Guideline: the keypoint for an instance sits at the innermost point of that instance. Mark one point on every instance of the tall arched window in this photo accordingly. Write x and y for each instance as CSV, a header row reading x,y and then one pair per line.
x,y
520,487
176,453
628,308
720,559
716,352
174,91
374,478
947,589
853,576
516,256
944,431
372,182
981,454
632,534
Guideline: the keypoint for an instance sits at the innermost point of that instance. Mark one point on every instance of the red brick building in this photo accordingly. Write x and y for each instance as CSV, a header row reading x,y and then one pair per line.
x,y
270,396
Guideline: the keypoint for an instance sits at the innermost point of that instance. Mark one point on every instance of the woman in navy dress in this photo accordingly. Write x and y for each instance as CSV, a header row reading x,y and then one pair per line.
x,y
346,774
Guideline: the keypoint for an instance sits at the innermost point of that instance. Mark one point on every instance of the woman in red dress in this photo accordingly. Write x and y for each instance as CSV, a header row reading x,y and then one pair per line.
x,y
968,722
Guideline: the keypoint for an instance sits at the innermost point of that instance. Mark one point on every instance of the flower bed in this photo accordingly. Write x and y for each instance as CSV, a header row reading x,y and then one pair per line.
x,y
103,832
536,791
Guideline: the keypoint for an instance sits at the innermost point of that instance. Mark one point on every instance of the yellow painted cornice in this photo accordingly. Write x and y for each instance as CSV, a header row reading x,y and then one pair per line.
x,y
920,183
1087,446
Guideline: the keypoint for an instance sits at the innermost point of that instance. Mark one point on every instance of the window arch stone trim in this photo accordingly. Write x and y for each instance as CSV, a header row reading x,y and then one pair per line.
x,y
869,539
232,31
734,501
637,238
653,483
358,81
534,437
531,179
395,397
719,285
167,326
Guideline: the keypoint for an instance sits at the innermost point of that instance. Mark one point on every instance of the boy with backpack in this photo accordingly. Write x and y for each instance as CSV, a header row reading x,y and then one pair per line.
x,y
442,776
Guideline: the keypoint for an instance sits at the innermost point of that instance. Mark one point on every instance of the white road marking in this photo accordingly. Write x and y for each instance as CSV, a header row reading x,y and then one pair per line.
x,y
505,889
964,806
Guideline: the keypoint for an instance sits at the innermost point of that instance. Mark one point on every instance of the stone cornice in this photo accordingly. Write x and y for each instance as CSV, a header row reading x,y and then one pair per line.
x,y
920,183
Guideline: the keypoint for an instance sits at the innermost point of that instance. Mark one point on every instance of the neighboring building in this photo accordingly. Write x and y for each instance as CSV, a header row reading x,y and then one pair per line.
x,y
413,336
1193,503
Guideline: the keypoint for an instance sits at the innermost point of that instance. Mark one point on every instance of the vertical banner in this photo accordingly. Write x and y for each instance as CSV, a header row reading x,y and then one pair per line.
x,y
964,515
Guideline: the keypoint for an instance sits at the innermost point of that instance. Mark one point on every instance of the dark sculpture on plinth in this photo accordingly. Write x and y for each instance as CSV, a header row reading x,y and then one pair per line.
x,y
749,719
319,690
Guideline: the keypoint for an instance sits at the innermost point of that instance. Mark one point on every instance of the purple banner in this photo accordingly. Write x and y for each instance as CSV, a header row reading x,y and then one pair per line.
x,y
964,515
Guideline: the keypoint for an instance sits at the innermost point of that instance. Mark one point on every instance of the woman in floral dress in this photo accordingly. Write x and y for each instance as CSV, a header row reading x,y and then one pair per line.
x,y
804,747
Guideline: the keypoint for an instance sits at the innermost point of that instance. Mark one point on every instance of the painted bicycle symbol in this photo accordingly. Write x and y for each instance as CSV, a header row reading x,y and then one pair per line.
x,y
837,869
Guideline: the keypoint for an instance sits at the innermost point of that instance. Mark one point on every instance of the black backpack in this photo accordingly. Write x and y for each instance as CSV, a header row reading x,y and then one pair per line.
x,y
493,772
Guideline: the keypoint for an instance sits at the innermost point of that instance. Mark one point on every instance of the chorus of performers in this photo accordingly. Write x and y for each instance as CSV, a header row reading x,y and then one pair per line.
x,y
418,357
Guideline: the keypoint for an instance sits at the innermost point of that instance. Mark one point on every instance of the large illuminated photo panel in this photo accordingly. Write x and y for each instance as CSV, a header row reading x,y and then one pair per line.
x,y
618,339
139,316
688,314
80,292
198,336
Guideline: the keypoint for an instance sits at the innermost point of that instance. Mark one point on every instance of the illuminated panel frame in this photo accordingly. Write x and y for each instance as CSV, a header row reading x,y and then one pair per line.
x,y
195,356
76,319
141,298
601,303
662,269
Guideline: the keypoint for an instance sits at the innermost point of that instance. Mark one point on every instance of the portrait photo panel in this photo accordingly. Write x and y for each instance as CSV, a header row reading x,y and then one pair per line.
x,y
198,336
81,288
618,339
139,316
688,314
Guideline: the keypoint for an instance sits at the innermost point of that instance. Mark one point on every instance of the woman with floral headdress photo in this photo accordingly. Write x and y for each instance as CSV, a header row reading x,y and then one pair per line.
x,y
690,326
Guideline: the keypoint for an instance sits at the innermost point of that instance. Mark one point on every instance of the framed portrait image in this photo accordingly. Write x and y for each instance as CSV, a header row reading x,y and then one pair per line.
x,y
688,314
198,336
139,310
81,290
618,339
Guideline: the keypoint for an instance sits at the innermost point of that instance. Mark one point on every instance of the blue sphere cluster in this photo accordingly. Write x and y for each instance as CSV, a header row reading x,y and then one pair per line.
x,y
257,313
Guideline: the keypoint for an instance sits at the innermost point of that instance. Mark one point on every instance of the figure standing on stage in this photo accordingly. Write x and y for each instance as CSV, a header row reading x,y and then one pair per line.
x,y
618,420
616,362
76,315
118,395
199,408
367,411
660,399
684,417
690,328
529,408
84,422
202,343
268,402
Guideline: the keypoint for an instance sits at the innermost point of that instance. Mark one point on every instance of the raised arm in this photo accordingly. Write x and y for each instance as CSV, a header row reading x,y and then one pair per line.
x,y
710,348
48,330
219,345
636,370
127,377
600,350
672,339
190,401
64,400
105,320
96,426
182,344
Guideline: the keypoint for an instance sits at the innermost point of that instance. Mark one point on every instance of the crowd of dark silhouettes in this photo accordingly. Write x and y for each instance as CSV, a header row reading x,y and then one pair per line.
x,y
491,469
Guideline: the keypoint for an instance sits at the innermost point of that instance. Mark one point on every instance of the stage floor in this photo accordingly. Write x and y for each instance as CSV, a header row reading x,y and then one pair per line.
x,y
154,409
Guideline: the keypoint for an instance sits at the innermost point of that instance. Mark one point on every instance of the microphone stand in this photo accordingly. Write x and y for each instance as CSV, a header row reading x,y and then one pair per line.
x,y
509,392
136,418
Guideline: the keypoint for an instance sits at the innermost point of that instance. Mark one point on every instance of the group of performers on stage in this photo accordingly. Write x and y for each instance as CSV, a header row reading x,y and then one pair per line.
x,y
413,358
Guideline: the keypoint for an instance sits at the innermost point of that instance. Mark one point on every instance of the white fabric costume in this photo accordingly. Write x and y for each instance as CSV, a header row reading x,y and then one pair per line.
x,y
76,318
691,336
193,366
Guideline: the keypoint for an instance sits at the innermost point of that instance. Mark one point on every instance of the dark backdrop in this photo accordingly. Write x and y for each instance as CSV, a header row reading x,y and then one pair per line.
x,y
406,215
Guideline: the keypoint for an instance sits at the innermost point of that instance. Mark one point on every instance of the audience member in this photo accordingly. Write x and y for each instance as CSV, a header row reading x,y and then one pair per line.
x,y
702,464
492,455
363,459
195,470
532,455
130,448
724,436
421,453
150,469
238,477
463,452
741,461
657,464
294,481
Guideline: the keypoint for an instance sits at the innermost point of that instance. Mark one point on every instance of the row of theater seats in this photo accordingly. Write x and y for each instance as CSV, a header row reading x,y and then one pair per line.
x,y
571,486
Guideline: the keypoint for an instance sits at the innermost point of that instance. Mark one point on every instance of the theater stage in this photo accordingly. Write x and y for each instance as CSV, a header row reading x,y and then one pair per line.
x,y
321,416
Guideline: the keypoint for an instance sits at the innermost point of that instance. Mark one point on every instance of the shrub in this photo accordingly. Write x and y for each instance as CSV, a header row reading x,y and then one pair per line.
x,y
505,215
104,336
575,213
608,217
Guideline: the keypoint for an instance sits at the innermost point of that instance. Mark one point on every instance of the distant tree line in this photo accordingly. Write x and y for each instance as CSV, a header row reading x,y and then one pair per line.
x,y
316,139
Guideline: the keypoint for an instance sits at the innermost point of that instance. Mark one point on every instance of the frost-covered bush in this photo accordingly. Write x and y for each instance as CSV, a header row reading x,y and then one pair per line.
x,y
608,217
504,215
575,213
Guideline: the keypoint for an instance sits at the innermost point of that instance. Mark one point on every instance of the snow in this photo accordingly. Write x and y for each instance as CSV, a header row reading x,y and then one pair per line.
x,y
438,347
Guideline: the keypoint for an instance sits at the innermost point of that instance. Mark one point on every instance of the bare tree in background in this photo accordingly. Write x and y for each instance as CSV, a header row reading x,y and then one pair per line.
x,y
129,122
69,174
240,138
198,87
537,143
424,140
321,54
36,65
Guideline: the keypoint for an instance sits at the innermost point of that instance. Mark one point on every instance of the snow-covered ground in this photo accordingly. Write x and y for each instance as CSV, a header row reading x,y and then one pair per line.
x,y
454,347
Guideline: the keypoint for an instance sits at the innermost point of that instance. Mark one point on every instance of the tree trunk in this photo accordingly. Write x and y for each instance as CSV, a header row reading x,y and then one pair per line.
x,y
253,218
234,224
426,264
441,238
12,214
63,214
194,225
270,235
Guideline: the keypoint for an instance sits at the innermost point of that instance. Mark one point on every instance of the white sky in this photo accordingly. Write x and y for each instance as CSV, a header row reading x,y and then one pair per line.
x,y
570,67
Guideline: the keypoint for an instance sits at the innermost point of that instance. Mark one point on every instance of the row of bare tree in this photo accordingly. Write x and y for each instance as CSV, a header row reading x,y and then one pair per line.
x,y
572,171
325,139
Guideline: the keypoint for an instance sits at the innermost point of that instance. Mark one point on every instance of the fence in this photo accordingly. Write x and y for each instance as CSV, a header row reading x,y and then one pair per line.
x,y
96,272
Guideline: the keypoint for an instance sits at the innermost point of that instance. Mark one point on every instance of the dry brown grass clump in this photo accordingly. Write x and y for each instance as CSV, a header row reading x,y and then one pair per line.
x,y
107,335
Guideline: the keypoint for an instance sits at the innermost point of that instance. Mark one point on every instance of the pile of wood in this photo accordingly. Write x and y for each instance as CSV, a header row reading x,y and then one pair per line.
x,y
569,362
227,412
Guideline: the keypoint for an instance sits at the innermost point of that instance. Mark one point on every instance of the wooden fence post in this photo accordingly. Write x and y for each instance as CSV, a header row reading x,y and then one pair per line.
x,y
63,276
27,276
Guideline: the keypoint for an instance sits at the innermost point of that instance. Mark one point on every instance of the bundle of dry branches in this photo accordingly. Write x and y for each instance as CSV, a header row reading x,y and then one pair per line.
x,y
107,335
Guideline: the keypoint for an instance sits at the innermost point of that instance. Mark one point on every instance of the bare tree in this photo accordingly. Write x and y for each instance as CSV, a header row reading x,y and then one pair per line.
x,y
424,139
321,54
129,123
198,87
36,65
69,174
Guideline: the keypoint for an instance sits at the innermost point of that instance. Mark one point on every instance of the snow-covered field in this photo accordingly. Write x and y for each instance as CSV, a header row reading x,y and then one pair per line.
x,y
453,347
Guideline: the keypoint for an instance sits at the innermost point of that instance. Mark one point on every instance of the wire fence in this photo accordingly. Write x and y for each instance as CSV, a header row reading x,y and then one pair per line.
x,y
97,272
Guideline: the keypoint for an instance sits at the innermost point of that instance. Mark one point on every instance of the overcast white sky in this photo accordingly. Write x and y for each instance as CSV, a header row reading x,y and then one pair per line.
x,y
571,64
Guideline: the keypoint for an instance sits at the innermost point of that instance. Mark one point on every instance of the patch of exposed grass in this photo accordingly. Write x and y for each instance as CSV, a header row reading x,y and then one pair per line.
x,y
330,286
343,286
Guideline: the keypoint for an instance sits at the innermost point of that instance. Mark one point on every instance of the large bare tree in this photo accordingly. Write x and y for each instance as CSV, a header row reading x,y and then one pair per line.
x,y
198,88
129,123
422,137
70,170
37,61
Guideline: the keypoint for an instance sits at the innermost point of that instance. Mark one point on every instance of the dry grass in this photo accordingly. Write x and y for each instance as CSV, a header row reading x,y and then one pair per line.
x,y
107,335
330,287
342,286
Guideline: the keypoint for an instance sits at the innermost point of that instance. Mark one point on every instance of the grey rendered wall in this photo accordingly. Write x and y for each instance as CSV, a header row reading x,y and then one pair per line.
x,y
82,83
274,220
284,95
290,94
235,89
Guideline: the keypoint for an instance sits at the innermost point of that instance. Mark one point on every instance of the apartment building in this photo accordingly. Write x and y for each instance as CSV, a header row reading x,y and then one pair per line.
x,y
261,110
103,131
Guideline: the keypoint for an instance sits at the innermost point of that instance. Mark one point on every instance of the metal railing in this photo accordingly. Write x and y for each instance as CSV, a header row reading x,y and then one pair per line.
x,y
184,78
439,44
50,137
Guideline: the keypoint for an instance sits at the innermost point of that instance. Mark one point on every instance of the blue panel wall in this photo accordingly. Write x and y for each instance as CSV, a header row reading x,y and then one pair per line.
***
→ STATED EXERCISE:
Emit verbatim the lines running from the one with "of the apartment" through the last line of the data, both endpoints inclusive.

→ THE REPLY:
Guideline: the keypoint for an instance sits at the innermost point of that instance. Mark one point on every instance of the apartment building in this photo accordingly. Write x and y for each instance as CSV, a header row reading x,y and then one pair per line.
x,y
261,110
103,131
Guideline: the keypoint for an instance sits at the innermost point of that instance. Mark one point on every instance of the metal railing in this photo accordingly. Write x and y for each instance as CSV, a header row reading x,y and then one pair per line.
x,y
184,78
439,44
50,137
Guideline: the keypoint for an instance sits at the innermost point of that instance. Mark one point on every instance of the blue panel wall in this photo accordingly. Write x and y for each instance as CSV, a header row reading x,y and then one pair per line.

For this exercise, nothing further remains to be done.